┌─ QUOTED TEXT

CORRESP 1 filename1.htm zeus20180103_corresp.htm

 

 

 

January 4, 2018

 

CORRESPONDENCE FILING VIA EDGAR

 

Securities and Exchange Commission

100 F Street, N.E.

Mail Stop 3561

Washington, DC 20549

   

Attention:

Melissa Raminpour, Branch Chief

Office of Transportation and Leisure

Beverly A. Singleton

 

Re:

Olympic Steel, Inc.

Form 10-K for the Fiscal Year Ended December 31, 2016

Filed March 2, 2017

Form 10-Q for the Quarterly Period Ended September 30, 2017

Filed November 8, 2017

File No. 000-23320

 

      

Ladies and Gentlemen:

 

Olympic Steel, Inc., an Ohio corporation (the “Company” or “we,” “us” or “our”), is submitting this letter in response to the comment letter from the staff (the “Staff”) of the Securities and Exchange Commission (the “Commission”), dated December 20, 2017 (the “Comment Letter”), with respect to the Company’s Annual Report on Form 10-K for the year ended December 31, 2016 (the “Form 10-K”) and the Company’s Quarterly Report on Form 10-Q for the quarterly period ended September 30, 2017 (the “Form 10-Q”).

 

Below are the Company’s responses. For the convenience of the Staff, the Company has repeated each of the Staff’s comments before the corresponding response.

└─

— DESCRIPTION OF THE TASK —
In the Olympic Steel letter above, copy out word for word the passage that opens with the words containing "Below are the" and closes with "the corresponding response.".

┌─ SUPPLIED RECORDS

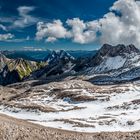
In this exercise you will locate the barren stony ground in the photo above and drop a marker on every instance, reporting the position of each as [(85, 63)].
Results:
[(14, 129)]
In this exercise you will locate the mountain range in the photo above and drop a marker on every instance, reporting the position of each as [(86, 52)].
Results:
[(110, 64)]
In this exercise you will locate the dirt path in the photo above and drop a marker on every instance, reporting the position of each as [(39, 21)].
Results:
[(15, 129)]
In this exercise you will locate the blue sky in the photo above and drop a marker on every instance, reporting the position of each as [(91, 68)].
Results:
[(62, 24)]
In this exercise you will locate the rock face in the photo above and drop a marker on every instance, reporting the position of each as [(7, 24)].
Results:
[(58, 63), (12, 71), (113, 51), (110, 63), (115, 64)]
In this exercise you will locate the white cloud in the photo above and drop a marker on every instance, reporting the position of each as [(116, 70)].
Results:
[(3, 27), (24, 19), (5, 37), (120, 25), (51, 31)]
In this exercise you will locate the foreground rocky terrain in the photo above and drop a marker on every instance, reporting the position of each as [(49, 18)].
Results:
[(62, 104), (14, 129), (74, 97)]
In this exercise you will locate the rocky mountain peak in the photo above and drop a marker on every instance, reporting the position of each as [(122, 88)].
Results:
[(120, 49)]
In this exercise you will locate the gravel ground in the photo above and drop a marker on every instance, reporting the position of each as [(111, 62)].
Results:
[(14, 129)]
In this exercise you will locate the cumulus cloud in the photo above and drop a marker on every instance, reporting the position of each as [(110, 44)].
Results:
[(3, 27), (51, 31), (5, 37), (24, 19), (120, 25)]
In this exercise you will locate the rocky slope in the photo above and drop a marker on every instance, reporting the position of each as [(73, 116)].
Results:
[(12, 71)]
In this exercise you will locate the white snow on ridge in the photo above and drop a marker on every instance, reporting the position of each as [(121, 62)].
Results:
[(116, 114)]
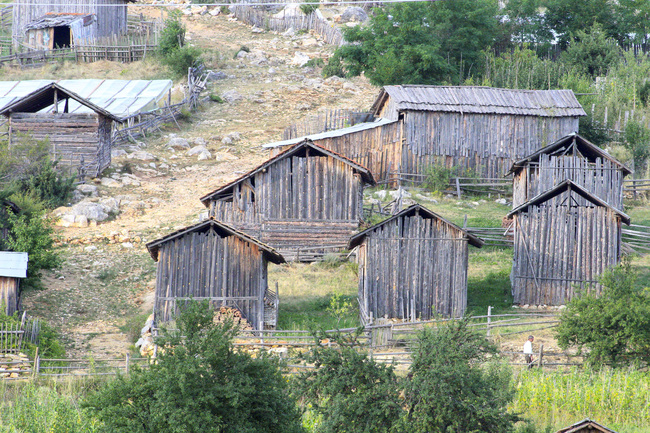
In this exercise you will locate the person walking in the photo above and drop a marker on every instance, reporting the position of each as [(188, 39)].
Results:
[(528, 351)]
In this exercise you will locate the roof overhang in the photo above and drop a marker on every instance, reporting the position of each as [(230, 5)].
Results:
[(412, 210)]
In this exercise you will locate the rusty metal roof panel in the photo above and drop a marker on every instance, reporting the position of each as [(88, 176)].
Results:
[(484, 100)]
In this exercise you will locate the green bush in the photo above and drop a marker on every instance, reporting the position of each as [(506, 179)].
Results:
[(615, 326), (199, 383), (180, 60)]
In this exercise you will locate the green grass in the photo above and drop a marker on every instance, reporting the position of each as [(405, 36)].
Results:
[(619, 399)]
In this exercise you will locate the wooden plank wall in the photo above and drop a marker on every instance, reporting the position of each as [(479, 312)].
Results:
[(488, 144), (71, 136), (9, 295), (559, 248), (226, 270), (602, 178), (413, 268), (299, 201), (111, 14)]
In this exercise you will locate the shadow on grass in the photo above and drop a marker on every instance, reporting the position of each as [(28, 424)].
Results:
[(492, 289)]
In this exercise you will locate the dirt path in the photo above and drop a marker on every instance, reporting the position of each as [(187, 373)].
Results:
[(102, 294)]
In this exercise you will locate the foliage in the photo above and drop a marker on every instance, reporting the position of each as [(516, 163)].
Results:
[(172, 36), (349, 391), (34, 235), (423, 43), (591, 52), (308, 7), (199, 383), (41, 409), (453, 385), (555, 398), (637, 140), (177, 56), (615, 326)]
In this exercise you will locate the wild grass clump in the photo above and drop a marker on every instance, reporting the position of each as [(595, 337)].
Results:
[(614, 398)]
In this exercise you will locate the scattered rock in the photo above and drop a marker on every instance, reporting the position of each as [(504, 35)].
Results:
[(299, 59), (141, 155), (354, 14), (231, 96), (111, 183)]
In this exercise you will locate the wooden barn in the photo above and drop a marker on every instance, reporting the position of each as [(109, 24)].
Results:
[(564, 239), (13, 268), (571, 157), (304, 202), (212, 261), (43, 25), (376, 145), (75, 139), (413, 266), (586, 426), (478, 128)]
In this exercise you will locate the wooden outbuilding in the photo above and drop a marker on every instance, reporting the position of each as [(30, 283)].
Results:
[(77, 140), (475, 128), (43, 25), (413, 266), (213, 261), (304, 202), (586, 426), (13, 268), (564, 239), (571, 157)]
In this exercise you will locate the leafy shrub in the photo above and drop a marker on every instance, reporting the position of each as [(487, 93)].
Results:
[(199, 383), (615, 326), (34, 235), (180, 60), (308, 7)]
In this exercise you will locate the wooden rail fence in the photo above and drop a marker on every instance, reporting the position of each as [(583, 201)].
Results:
[(264, 20)]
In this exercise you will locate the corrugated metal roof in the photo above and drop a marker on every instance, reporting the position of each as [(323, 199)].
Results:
[(334, 133), (119, 97), (13, 264), (485, 100)]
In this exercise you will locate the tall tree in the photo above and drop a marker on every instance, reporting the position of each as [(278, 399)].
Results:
[(422, 42)]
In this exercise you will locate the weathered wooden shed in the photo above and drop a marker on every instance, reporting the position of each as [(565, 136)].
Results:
[(571, 157), (75, 139), (303, 202), (586, 426), (376, 145), (213, 261), (479, 128), (52, 24), (13, 267), (413, 266), (564, 239)]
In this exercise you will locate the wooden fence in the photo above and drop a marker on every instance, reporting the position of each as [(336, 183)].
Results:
[(264, 20)]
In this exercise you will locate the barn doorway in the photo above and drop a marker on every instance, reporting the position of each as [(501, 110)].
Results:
[(61, 37)]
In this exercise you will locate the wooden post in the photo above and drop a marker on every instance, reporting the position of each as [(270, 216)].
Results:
[(489, 319)]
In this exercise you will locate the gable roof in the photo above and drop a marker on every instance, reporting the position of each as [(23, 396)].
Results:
[(482, 100), (223, 230), (44, 97), (586, 425), (569, 145), (13, 265), (564, 186), (415, 209), (379, 122), (363, 171)]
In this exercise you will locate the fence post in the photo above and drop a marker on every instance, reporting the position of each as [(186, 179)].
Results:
[(489, 319)]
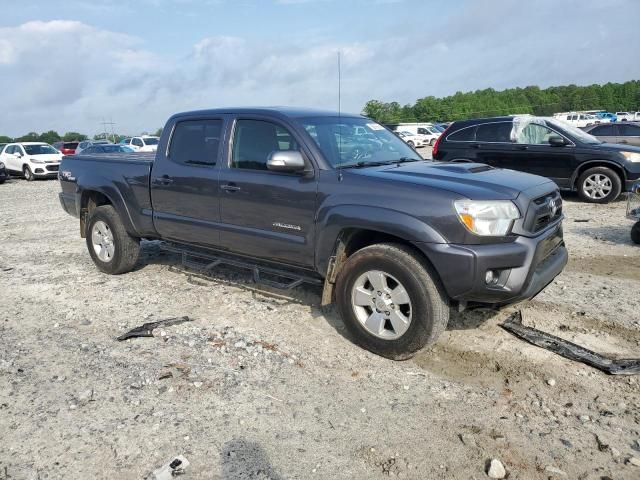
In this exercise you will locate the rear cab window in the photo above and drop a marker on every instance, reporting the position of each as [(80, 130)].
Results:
[(196, 142)]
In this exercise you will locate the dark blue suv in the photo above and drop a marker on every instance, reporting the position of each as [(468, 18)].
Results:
[(573, 159)]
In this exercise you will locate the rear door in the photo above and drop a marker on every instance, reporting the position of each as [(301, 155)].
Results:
[(493, 144), (606, 132), (264, 213), (184, 182), (629, 134), (532, 153)]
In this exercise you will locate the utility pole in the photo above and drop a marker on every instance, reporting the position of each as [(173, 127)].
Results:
[(106, 131)]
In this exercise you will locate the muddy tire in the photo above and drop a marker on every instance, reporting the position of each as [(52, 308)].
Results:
[(28, 174), (635, 233), (112, 249), (391, 301), (599, 185)]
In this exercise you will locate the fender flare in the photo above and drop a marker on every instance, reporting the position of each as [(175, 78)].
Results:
[(575, 174), (335, 220), (115, 198)]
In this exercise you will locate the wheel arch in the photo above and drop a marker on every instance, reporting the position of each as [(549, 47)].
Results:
[(92, 198)]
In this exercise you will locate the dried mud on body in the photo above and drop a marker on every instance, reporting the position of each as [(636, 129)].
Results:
[(261, 385)]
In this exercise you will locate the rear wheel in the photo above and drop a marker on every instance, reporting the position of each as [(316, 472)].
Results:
[(599, 185), (28, 174), (112, 249), (390, 301)]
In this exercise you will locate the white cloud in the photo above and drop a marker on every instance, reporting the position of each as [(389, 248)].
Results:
[(67, 75)]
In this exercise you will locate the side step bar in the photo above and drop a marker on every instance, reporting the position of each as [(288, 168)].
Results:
[(205, 261)]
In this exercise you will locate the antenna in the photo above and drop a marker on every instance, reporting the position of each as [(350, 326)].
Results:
[(339, 85)]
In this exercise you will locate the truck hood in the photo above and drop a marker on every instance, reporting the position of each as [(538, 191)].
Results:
[(476, 181)]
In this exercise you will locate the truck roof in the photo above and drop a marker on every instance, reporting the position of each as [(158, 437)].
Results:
[(290, 112)]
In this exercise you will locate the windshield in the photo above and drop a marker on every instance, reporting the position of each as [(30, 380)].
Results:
[(39, 149), (578, 134), (351, 141)]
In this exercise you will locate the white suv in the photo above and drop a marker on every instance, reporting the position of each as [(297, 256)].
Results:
[(142, 144), (31, 159)]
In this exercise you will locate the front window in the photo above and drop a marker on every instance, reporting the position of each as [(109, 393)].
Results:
[(574, 132), (40, 150), (340, 145)]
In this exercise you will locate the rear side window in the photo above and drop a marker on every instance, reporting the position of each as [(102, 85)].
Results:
[(497, 132), (255, 140), (629, 130), (196, 142), (463, 135)]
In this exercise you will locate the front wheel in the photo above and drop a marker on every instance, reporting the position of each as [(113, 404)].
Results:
[(635, 233), (391, 301), (112, 249), (28, 174), (599, 185)]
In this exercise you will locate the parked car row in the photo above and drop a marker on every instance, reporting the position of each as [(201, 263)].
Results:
[(544, 146)]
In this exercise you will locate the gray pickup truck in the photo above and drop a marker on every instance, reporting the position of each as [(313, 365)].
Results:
[(395, 240)]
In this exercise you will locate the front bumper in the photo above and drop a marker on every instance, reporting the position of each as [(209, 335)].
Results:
[(523, 267), (49, 170)]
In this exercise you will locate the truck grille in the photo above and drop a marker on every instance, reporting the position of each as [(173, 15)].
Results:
[(543, 211)]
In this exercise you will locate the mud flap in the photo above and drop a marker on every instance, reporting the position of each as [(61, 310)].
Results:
[(567, 349)]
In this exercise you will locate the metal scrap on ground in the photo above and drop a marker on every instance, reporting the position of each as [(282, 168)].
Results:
[(567, 349), (146, 330)]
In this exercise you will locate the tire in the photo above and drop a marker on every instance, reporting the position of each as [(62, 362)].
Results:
[(427, 309), (28, 174), (118, 251), (599, 185), (635, 233)]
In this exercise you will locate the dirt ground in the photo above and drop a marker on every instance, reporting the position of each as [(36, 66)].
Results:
[(265, 386)]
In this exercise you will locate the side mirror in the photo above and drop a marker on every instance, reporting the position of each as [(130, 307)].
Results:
[(286, 161)]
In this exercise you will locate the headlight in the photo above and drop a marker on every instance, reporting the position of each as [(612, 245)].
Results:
[(632, 156), (487, 217)]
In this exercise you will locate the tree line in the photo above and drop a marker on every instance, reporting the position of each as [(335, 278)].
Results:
[(611, 97), (52, 136)]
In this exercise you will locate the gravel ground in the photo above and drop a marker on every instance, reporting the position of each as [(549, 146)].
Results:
[(260, 385)]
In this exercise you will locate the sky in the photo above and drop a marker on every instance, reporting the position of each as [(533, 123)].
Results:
[(68, 65)]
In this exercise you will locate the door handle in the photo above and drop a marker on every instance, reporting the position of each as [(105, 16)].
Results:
[(163, 180), (230, 188)]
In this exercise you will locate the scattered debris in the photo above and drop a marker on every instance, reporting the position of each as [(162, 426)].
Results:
[(175, 467), (146, 330), (496, 469), (567, 349)]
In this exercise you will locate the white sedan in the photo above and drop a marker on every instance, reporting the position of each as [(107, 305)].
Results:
[(31, 160)]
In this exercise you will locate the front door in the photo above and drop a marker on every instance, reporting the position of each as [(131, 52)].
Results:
[(266, 214), (184, 183)]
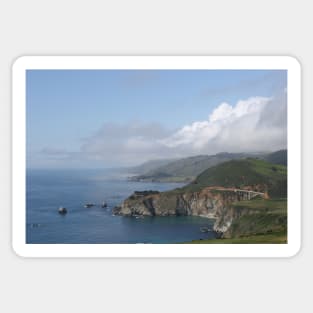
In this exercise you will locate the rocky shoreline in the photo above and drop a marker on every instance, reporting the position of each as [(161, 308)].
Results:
[(207, 203)]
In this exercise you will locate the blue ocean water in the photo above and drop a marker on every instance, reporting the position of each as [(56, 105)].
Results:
[(47, 190)]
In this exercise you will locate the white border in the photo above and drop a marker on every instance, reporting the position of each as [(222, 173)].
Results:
[(155, 250)]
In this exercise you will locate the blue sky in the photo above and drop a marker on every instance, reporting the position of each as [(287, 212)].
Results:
[(67, 110)]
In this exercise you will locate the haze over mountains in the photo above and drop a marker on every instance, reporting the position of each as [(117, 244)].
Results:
[(186, 169)]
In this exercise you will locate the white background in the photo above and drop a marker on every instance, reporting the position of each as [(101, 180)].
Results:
[(163, 28)]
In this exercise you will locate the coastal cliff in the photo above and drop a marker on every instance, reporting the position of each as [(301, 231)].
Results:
[(244, 197), (209, 203)]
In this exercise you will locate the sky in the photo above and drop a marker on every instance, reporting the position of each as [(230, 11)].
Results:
[(117, 118)]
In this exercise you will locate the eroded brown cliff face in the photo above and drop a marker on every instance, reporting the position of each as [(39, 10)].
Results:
[(206, 203)]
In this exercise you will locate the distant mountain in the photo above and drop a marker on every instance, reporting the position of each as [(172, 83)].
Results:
[(149, 166), (278, 157), (186, 169), (222, 192)]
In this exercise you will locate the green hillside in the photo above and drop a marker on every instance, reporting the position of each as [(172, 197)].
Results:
[(248, 172), (278, 157), (188, 168)]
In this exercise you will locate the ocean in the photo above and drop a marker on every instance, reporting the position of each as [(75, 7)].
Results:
[(47, 190)]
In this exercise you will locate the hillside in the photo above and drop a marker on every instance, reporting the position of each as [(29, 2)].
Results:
[(186, 169), (278, 157), (257, 174), (149, 166), (235, 193)]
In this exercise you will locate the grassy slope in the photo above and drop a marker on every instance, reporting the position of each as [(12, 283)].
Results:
[(274, 238), (188, 168), (240, 173)]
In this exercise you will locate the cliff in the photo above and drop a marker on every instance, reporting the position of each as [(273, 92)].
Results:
[(235, 194), (209, 202)]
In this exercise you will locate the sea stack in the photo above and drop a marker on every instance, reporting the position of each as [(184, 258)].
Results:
[(62, 210)]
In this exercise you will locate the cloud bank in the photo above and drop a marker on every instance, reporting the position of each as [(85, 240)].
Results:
[(254, 124)]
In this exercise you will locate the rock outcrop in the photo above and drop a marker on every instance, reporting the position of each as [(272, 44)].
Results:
[(210, 203)]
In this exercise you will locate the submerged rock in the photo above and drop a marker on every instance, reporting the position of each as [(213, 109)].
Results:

└─

— CORRECT RESULT —
Below are the Company’s responses. For the convenience of the Staff, the Company has repeated each of the Staff’s comments before the corresponding response.